**Problema A:**
Edite os registros da linha com "[segment] palm tree" até o fim dos registros, ambas as pontas incluídas, trocando "even-odd" por "nonzero" e mantendo todo o resto inalterado. Devolva apenas essas linhas.

**Trecho da página:**
━━━━━━

O presente artigo tem por objetivo principal explicitar a natureza de direito e garantia fundamental e o caráter de serviço público essencial da assistência jurídica integral e gratuita devida pelo Estado aos necessitados. Parte-se do princípio, a propósito, de que o grau de desenvolvimento de uma sociedade não pode ser medido unicamente com base em critérios de cunho econômico, tais como os resultados de sua política macroeconômica e a possibilidade de se usufruir determinadas tecnologias e bens de consumo.

Com efeito, tem-se por assente, para bem avaliar o nível de evolução de uma nação, a exigência de se considerar, também, o nível de democracia real existente nas estruturas estatais, inclusive, daquelas organizadas em torno do Poder Judiciário, bem como a qualidade dos meios de que o povo dispõe para ter acesso à Justiça.

O desenvolvimento da teoria dos direitos fundamentais pode ser considerado uma das mais importantes contribuições propiciadas pelo constitucionalismo no período iniciado depois da Segunda Guerra Mundial. Via de regra, as argumentações que têm por objetivo assentar um determinado direito fundamental são estruturadas em torno da utilização de princípios, entendidos como “una condensación de los grandes valores jurídicos materiales que constituyen el substractum del ordenamiento y de la experiencia reiterada de la vida jurídica” (1), ou na dicção de Paulo Bonavides, “a chave de todo sistema normativo” (2).

━━━━━━

**Problema B:**
Imprima na íntegra, sem nenhuma alteração, o trecho sobre a assistência jurídica gratuita.

━━━━━━

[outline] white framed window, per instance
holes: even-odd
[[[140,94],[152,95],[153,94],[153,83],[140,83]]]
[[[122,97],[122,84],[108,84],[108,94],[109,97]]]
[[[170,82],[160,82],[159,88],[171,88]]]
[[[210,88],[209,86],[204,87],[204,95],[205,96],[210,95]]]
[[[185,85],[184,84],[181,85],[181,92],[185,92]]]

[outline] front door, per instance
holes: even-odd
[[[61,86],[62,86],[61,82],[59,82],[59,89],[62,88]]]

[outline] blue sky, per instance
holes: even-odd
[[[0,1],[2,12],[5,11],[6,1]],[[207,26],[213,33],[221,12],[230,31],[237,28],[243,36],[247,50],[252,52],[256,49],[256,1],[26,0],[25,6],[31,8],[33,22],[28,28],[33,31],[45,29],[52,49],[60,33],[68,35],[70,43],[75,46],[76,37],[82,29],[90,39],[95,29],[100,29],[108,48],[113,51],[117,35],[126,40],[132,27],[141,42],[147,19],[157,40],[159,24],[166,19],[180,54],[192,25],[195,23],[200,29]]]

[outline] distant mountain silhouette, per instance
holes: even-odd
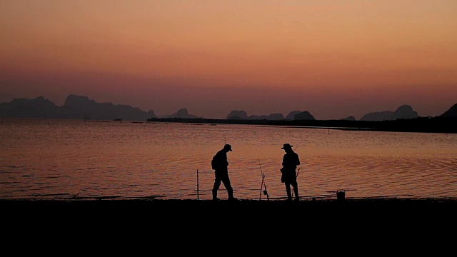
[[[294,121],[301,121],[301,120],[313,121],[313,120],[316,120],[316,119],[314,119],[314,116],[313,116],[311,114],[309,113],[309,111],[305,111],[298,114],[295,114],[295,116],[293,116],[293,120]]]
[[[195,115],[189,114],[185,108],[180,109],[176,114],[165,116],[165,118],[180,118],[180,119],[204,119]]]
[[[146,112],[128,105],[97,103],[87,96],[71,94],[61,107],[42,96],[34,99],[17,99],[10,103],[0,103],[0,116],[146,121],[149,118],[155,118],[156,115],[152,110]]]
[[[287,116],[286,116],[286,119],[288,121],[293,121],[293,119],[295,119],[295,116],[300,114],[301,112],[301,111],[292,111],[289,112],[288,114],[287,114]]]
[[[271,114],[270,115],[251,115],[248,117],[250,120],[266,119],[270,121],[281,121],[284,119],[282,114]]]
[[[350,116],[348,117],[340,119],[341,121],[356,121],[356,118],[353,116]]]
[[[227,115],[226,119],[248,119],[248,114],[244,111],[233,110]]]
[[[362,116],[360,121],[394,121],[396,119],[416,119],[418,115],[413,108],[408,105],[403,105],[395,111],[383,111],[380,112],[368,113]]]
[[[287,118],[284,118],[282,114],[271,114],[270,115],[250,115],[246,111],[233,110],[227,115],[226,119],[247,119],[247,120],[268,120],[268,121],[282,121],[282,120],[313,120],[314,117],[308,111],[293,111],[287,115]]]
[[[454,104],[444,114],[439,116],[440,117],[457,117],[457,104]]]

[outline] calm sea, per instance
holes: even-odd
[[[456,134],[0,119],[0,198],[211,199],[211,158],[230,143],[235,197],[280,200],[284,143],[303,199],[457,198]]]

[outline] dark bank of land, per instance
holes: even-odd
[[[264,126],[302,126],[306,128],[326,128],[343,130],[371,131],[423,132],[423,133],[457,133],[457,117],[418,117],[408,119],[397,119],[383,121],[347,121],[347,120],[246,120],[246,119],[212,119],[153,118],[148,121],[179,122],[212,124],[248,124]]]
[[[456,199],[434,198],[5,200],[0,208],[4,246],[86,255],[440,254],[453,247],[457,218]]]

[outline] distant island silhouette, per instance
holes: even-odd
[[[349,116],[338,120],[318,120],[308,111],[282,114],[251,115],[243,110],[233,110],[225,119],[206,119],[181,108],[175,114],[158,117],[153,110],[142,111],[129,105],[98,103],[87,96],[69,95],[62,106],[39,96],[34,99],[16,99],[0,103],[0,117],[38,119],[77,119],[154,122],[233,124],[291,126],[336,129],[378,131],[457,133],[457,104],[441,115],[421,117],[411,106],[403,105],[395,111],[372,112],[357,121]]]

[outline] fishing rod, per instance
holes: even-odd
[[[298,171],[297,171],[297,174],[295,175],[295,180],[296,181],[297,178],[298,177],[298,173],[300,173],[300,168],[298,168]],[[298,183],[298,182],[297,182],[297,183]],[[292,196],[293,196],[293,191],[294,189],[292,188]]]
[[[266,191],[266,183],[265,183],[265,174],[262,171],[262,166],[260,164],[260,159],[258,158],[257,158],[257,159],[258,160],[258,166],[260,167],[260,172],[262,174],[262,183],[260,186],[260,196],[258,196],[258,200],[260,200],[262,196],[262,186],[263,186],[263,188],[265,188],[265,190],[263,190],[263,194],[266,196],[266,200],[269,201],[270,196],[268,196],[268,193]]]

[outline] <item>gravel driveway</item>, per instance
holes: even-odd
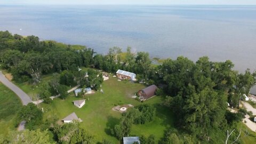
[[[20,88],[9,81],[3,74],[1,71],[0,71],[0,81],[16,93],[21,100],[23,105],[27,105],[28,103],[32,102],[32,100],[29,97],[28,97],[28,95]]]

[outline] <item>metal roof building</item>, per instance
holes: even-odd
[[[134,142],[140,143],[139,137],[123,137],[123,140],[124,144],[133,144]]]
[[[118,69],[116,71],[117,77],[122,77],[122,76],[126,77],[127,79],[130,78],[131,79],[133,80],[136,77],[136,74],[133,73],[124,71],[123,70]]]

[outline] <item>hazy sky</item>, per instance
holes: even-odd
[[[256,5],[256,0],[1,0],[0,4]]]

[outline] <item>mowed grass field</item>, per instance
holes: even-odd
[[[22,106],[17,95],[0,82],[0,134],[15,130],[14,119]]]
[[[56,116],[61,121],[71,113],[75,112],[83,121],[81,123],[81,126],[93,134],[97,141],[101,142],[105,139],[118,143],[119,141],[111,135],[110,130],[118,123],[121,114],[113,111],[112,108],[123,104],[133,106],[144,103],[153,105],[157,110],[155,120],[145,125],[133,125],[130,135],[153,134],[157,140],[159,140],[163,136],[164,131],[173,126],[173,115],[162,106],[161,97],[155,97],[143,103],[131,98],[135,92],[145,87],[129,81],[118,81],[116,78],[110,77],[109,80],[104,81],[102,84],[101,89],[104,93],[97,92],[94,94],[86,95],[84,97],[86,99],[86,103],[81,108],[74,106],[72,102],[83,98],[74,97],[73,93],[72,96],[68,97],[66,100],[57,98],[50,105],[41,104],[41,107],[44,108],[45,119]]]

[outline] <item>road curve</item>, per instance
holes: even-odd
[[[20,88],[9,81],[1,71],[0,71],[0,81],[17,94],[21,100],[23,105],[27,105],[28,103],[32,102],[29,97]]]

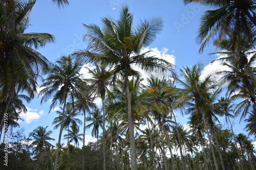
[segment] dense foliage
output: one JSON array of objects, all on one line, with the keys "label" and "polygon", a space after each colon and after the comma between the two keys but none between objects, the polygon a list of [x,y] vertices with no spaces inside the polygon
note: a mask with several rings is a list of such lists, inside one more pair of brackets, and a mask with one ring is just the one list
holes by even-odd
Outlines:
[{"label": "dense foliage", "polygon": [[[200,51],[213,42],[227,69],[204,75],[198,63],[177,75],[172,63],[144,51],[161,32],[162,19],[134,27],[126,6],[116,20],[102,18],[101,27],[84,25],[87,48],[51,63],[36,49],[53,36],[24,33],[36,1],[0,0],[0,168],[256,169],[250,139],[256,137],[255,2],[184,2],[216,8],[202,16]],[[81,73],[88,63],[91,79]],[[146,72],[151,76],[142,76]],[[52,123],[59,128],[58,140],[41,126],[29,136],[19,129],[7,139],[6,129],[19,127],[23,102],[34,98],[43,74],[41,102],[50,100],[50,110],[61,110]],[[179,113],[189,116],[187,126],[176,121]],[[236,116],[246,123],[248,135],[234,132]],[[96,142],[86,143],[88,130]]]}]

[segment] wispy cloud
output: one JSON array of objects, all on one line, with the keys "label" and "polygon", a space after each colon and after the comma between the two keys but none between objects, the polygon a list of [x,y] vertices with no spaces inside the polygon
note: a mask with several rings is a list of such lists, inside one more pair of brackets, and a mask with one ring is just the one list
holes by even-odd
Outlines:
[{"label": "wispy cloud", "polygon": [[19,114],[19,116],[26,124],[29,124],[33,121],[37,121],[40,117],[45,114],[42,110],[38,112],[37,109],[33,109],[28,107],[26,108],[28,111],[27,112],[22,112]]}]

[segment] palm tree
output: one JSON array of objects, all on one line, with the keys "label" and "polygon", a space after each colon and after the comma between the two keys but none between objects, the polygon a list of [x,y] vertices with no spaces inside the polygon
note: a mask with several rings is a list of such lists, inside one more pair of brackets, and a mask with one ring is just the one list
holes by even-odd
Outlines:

━━━━━━

**Resultado do exercício A:**
[segment] palm tree
output: one JSON array of objects, all on one line, with the keys "label" and "polygon", a space after each colon and after the comma between the two keys but none between objects, the polygon a list of [x,y] vertices with no spaces inside the polygon
note: a mask with several rings is a list of such lists, inside one more pair of brackets, and a mask with one ring is just the one list
holes by nonzero
Outlines:

**Resultado do exercício B:**
O presente artigo tem por objetivo principal explicitar a natureza de direito e garantia fundamental e o caráter de serviço público essencial da assistência jurídica integral e gratuita devida pelo Estado aos necessitados. Parte-se do princípio, a propósito, de que o grau de desenvolvimento de uma sociedade não pode ser medido unicamente com base em critérios de cunho econômico, tais como os resultados de sua política macroeconômica e a possibilidade de se usufruir determinadas tecnologias e bens de consumo.

Com efeito, tem-se por assente, para bem avaliar o nível de evolução de uma nação, a exigência de se considerar, também, o nível de democracia real existente nas estruturas estatais, inclusive, daquelas organizadas em torno do Poder Judiciário, bem como a qualidade dos meios de que o povo dispõe para ter acesso à Justiça.

O desenvolvimento da teoria dos direitos fundamentais pode ser considerado uma das mais importantes contribuições propiciadas pelo constitucionalismo no período iniciado depois da Segunda Guerra Mundial. Via de regra, as argumentações que têm por objetivo assentar um determinado direito fundamental são estruturadas em torno da utilização de princípios, entendidos como “una condensación de los grandes valores jurídicos materiales que constituyen el substractum del ordenamiento y de la experiencia reiterada de la vida jurídica” (1), ou na dicção de Paulo Bonavides, “a chave de todo sistema normativo” (2).